本文:
【靴の本】 「靴を読む」を読んでみた
2013/09/27
「チペワ好き」=「靴好き」ですよね
「チペワ好き」ではありますが、「靴好き」でもあります。王道にいかずチペワ選んでるところからして靴好きの中でもひょっとしたらひねくれ者? これを読んでいただいている皆さんもその傾向ありかと・・・( ̄ー ̄)ニヤリッ
靴好きゆえに靴ネタの本、雑誌、Webサイトが大好物です。飽きないんですよね。まず手の届かない高級靴に思いを馳せたりと時間があっと言う間に過ぎてしまうのでいかほどの時間を無駄にしていることやら。
で、今回は変化球なネタ。
「靴を読む~本格靴をめぐる36のトリビア」
↑ 本の紹介なのに表紙の画像ないとなんか格好つかないので楽天ブックスへリンクです。
この本、本格靴一筋20年の山田純貴氏の著作。これを読んで参考になった内容を靴好きの皆さんと共有してみたい、という新たな試み。
著名なモデルからレアなモデルまで多くの靴とそれにまつわるエピソードが掲載されており、本屋で思わず買ってしまいました。国内外の靴についていろいろ勉強でき、けっこう楽しめます。
そうですねえ、アマゾン的評価だと甘めで★3というところでしょうか。これだけのものをまとめるには苦労したでしょうが、雑誌連載からの1冊ということもあり雑多でまとまりにかけるところと全体的に流れが欲しかったというのがマイナス点。それは反対に開いたところのどこからでも読めるというメリットでもありますが。
それでは気になったところを引用と言う形でピックアップ。

元データ:
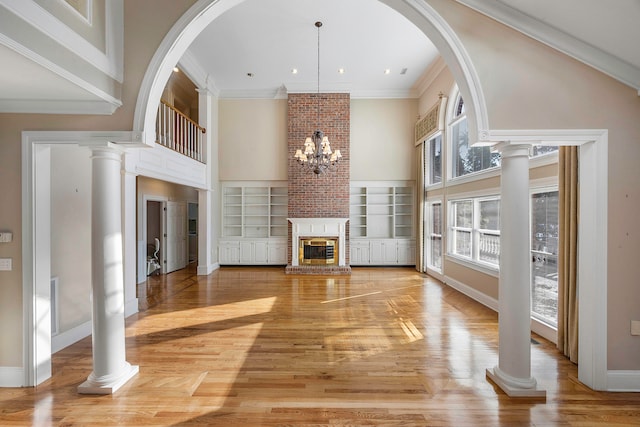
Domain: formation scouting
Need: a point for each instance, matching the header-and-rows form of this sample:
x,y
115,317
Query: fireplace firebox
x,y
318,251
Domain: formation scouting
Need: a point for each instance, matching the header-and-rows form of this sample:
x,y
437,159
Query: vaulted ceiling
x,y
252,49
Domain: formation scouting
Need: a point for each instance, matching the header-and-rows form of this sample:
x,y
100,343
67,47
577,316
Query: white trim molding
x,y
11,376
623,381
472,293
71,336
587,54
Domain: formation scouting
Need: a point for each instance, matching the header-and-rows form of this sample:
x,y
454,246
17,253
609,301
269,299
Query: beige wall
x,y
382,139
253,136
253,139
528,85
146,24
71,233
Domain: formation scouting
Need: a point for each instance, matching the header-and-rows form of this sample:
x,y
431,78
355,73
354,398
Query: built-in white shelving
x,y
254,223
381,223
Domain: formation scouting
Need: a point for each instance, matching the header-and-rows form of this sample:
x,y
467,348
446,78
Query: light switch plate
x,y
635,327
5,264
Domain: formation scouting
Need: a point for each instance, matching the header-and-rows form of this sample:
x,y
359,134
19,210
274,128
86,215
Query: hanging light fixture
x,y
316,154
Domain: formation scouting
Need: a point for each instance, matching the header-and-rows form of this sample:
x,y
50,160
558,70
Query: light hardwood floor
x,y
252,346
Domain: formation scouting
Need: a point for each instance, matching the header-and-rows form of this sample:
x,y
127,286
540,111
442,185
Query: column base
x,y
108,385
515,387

指示文 1: 本文によると、「靴を読む」の著者である山田純貴氏は本格靴一筋何年ですか。
指示文 2: 本文の「で、今回は変化球なネタ。」から「それでは気になったところを引用と言う形でピックアップ。」までを、その両端の語句も含めて書き直し、「本屋」を「書店」に置き換えてください。
項目は本文とは別の資料として扱ってください。

解答 1: 20年です。

解答 2:
で、今回は変化球なネタ。
「靴を読む~本格靴をめぐる36のトリビア」
↑ 本の紹介なのに表紙の画像ないとなんか格好つかないので楽天ブックスへリンクです。
この本、本格靴一筋20年の山田純貴氏の著作。これを読んで参考になった内容を靴好きの皆さんと共有してみたい、という新たな試み。
著名なモデルからレアなモデルまで多くの靴とそれにまつわるエピソードが掲載されており、書店で思わず買ってしまいました。国内外の靴についていろいろ勉強でき、けっこう楽しめます。
そうですねえ、アマゾン的評価だと甘めで★3というところでしょうか。これだけのものをまとめるには苦労したでしょうが、雑誌連載からの1冊ということもあり雑多でまとまりにかけるところと全体的に流れが欲しかったというのがマイナス点。それは反対に開いたところのどこからでも読めるというメリットでもありますが。
それでは気になったところを引用と言う形でピックアップ。